## begin RECORDS PROVIDED
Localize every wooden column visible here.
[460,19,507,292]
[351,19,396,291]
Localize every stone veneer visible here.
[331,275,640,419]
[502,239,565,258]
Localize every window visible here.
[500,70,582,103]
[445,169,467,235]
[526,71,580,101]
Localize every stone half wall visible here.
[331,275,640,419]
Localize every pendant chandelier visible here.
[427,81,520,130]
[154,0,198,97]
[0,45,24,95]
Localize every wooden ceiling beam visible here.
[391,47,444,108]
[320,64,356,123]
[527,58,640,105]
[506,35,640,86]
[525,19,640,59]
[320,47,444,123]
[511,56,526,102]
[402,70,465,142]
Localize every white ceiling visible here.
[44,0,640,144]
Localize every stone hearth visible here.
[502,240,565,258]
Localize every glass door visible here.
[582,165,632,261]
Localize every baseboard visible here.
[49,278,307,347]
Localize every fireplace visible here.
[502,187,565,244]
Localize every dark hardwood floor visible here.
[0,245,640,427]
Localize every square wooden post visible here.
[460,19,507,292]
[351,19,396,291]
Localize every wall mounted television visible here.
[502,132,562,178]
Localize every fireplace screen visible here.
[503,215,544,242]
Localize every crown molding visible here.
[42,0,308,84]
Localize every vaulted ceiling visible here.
## end RECORDS PROVIDED
### AIM
Starting at the line that has "Localize every stone hearth visible here." and continuing through the end of the records, write those lines out again, changing "glass door" to "sliding door" and leaving everything else the same.

### TASK RESPONSE
Localize every stone hearth visible here.
[502,240,565,258]
Localize every sliding door visible here.
[582,165,632,261]
Localize every baseboard visible here.
[49,278,307,347]
Localize every fireplace visible here.
[502,187,565,244]
Localize every dark hardwood floor visible here.
[0,245,640,427]
Localize every square wooden post visible here.
[460,19,507,292]
[351,19,396,291]
Localize every wall mounted television visible here.
[502,132,562,178]
Localize every fireplace screen visible here.
[503,215,544,242]
Localize every crown molding visible here.
[42,0,308,84]
Localize every vaulted ceiling visible here.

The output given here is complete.